---- Reading text
A trip to Malabar Farm State Park is always like opening the pages of history.
The most frequently read chapters in the book are about how this place was an exciting hub of activity in the years from 1939 to 1956: when national attention was pointed at Louis Bromfield because of his best-selling books and movies.
But that was not the first time in history when this specific location was an important center of activity; and it wasn’t the first time when folks who lived on this particular land were in the headlines.
Long before Bromfield came to live in Pleasant Valley and write books drawing attention to American agriculture, this corner of Monroe Township had already been an epicenter of vital concern to local farmers.
And long before Bromfield drew reporters and newsreel film crews to Malabar Farm, an event took place there that made headlines from coast to coast.
The Lay of the Land
The first time that Malabar Farm became a significant landmark in Richland County happened at the early end of American history. This nation was only 31 years old when Charles Schrack started cutting down the giant oak trees along Switzer’s Creek.
--------
---- Information provided
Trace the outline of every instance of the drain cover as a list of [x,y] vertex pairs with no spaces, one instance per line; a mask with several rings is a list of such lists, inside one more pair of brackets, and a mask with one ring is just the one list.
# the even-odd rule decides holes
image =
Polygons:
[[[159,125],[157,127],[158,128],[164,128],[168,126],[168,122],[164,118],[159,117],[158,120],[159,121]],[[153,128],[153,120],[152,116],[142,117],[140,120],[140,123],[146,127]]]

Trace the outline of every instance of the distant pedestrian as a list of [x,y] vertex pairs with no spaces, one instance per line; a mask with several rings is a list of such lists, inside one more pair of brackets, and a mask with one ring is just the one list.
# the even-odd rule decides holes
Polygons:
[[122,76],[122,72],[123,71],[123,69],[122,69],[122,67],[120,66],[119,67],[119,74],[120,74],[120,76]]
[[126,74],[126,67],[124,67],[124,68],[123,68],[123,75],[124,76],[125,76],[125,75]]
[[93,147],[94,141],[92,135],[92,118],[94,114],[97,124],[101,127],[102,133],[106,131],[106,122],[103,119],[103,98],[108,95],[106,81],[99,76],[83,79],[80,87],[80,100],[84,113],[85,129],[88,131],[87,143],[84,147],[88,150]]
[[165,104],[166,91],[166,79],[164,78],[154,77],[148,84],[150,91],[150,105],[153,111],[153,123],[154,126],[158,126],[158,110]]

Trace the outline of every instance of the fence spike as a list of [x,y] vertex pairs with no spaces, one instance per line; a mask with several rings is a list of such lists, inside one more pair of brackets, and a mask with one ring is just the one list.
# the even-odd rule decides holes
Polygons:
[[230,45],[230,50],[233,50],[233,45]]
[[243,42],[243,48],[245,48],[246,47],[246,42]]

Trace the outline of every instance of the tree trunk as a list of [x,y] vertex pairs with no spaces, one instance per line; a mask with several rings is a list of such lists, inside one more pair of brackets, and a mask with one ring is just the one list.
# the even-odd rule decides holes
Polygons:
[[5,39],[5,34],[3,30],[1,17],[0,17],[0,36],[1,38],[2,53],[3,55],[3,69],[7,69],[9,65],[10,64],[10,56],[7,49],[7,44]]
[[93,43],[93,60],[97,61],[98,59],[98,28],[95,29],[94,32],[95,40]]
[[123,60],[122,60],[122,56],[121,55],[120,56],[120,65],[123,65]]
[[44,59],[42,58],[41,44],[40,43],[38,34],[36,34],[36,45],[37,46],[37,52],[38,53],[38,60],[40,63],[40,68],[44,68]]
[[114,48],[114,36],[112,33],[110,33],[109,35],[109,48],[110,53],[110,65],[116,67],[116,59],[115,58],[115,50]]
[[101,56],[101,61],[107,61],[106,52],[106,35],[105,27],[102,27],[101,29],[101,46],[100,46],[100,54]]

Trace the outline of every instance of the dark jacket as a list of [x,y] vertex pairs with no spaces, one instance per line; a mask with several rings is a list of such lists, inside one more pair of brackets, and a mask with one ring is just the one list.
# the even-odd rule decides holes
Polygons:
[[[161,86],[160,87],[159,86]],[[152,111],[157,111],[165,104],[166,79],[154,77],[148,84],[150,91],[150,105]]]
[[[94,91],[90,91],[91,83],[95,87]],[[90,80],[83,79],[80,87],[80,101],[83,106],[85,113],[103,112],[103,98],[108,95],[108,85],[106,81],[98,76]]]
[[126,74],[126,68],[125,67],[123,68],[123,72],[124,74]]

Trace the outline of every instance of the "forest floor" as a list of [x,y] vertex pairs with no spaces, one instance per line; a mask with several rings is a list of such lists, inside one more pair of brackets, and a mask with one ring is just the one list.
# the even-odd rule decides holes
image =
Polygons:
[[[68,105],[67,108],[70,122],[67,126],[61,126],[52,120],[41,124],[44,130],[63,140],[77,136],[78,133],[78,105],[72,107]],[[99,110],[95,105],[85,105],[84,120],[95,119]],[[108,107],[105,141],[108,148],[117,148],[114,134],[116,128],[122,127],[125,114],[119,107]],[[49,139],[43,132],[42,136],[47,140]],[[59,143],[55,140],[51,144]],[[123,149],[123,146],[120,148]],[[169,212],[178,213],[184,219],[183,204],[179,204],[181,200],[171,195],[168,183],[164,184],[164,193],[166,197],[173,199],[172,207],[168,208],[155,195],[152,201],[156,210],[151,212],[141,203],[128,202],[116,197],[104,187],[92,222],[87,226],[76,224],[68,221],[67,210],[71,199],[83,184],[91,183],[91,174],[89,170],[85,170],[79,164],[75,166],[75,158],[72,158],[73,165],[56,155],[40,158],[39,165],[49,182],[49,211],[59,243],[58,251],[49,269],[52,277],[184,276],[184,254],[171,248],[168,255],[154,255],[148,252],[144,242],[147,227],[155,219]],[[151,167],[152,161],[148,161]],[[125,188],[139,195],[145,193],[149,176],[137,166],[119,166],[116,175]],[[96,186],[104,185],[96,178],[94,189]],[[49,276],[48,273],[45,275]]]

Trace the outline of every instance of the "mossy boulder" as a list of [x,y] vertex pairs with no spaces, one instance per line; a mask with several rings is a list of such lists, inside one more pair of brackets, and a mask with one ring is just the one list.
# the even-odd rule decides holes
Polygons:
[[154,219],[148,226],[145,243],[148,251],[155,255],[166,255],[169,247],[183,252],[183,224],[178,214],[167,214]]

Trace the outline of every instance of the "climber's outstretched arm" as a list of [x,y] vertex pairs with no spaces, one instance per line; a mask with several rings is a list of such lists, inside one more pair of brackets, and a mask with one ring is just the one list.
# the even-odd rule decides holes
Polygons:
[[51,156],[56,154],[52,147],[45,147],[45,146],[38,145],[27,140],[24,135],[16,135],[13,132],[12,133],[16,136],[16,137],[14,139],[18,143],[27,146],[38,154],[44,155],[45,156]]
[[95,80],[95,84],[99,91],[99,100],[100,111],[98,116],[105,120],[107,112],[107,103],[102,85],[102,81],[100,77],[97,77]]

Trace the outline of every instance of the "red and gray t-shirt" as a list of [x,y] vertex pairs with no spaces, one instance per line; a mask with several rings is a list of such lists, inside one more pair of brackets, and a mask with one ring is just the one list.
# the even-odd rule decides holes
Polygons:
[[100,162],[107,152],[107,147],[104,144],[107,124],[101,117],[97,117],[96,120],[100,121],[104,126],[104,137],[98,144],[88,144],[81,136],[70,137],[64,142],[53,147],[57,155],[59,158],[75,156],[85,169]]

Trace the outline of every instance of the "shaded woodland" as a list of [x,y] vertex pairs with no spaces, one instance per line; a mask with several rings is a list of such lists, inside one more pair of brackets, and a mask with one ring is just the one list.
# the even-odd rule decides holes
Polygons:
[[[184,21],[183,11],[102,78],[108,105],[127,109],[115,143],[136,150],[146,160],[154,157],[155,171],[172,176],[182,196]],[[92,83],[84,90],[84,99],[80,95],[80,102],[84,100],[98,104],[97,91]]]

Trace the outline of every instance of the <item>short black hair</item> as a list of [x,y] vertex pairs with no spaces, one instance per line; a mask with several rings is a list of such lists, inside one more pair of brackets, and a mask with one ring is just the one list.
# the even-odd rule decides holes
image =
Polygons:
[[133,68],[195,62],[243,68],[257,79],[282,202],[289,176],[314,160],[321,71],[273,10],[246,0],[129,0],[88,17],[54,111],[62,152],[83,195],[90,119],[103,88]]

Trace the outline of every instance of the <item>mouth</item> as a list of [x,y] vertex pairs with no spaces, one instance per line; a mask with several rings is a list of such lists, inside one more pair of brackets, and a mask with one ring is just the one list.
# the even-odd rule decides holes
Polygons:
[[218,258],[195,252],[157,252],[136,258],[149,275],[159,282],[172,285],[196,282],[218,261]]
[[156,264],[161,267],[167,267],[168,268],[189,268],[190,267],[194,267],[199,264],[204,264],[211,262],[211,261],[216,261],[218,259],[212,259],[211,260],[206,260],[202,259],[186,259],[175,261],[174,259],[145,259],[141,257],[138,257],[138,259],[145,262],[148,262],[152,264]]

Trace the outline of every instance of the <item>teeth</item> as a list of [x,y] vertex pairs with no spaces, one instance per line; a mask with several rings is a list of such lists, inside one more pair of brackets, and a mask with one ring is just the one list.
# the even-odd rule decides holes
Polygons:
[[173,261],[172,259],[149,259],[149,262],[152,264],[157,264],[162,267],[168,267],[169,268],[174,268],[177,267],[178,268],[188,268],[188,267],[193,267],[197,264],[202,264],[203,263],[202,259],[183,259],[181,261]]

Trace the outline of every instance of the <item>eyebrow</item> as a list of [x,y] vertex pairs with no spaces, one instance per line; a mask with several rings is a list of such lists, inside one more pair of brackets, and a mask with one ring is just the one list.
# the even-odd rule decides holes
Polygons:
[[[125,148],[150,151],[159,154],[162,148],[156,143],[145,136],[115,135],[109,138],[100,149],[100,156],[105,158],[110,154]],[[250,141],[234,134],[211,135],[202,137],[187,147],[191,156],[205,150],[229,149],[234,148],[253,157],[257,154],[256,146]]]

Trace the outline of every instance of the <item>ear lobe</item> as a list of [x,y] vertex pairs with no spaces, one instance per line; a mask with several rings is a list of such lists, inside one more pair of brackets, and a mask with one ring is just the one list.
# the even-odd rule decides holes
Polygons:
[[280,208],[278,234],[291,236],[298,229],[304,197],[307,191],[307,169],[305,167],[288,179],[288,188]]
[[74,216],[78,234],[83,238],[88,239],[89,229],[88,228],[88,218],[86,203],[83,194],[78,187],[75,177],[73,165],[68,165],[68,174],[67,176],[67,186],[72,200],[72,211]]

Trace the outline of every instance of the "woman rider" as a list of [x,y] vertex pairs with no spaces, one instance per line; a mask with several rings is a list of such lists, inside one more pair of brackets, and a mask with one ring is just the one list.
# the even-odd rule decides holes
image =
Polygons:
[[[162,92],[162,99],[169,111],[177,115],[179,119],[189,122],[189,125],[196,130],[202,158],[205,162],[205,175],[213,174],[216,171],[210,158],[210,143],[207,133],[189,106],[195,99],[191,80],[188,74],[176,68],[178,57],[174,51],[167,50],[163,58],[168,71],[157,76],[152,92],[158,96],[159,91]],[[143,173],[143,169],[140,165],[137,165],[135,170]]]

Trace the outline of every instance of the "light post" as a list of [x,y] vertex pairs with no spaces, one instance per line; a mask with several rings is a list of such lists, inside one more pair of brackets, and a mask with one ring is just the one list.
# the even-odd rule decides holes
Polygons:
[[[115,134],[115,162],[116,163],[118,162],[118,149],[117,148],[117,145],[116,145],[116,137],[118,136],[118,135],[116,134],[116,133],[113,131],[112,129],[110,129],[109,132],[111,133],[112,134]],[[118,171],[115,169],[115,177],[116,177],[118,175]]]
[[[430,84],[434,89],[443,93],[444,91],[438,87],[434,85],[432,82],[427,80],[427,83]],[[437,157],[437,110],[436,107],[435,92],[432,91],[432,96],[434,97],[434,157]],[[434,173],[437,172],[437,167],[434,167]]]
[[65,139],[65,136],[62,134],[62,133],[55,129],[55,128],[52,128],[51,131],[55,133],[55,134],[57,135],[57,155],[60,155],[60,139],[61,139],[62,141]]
--------
What you have to do —
In the Malabar Farm text, rewrite the paragraph beginning "Long before Bromfield came to live" more briefly, keeping its main facts. The records aren't needed for what comes next.

Complete response —
Before Bromfield moved to Pleasant Valley and wrote books that drew attention to American agriculture, this part of Monroe Township was already a center of vital concern to local farmers.